-- Directions for this task --
Please count the lines in the listing below that contain the string "regions", treating uppercase and lowercase as different, and give only the number.
*****
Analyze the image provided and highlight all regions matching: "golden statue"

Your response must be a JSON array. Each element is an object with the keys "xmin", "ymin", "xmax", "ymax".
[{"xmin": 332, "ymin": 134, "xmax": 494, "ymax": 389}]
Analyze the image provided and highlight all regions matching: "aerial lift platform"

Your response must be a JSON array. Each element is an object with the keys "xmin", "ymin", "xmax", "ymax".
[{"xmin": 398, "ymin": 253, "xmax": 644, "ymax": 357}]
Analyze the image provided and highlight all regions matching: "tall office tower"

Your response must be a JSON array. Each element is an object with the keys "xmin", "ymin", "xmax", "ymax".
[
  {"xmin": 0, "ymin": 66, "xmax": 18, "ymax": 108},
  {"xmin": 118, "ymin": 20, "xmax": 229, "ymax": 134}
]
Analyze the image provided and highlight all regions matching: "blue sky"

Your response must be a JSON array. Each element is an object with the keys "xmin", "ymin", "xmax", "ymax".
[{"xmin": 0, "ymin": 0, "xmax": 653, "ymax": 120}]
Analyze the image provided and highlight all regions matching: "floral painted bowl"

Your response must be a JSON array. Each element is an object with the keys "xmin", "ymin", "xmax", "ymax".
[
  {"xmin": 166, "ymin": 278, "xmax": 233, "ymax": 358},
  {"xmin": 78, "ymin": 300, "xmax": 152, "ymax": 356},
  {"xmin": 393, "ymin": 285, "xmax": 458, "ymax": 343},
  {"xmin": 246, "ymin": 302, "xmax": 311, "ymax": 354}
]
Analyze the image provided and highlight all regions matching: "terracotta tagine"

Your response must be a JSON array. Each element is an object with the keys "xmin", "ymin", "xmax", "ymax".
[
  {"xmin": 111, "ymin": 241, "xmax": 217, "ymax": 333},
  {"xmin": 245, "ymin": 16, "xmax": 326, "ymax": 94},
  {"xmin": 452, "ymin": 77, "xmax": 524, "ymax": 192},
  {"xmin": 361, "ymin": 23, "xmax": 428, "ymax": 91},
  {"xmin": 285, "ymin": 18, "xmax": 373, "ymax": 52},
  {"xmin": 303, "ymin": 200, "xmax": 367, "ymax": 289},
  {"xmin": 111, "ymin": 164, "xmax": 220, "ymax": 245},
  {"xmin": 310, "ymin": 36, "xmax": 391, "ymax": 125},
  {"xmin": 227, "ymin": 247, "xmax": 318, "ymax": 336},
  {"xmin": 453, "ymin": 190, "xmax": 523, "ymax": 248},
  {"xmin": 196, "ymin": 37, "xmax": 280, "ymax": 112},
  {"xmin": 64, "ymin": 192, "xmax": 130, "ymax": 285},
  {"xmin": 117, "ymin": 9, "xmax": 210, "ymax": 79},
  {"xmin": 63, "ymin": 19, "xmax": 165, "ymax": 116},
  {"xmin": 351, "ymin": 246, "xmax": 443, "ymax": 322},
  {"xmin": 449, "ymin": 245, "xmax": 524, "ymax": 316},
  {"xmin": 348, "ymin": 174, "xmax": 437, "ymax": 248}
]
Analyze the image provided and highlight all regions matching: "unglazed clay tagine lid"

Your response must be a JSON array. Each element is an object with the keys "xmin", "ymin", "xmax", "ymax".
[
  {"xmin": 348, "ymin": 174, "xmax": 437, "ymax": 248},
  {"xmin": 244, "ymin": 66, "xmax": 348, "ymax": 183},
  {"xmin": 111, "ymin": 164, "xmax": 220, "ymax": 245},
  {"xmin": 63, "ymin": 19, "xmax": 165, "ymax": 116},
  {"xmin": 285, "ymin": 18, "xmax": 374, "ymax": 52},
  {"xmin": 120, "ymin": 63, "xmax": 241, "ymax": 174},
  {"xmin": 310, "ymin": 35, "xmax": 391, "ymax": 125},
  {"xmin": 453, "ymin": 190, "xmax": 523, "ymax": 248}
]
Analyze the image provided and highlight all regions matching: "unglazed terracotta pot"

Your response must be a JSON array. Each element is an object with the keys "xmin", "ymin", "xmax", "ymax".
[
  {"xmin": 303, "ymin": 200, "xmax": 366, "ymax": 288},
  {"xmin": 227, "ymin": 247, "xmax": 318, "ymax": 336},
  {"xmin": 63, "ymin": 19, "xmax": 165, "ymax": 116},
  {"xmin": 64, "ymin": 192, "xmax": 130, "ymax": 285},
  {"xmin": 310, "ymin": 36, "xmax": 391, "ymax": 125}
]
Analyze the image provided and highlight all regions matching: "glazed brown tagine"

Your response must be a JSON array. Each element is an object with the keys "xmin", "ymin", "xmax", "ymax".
*****
-- Worked answer --
9